§ Supplied data
——

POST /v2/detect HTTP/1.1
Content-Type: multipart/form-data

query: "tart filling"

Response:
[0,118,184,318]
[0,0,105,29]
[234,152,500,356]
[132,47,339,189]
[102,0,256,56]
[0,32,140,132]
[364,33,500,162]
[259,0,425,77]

——

§ Stated task
Revise the rows above so that "tart filling" reads "pie filling", keeping every other line the same.

§ Expected output
POST /v2/detect HTTP/1.1
Content-Type: multipart/form-data

query: "pie filling"

Response:
[0,118,184,318]
[0,0,105,29]
[234,152,500,356]
[132,47,339,189]
[102,0,256,56]
[0,32,140,132]
[364,33,500,162]
[259,0,425,77]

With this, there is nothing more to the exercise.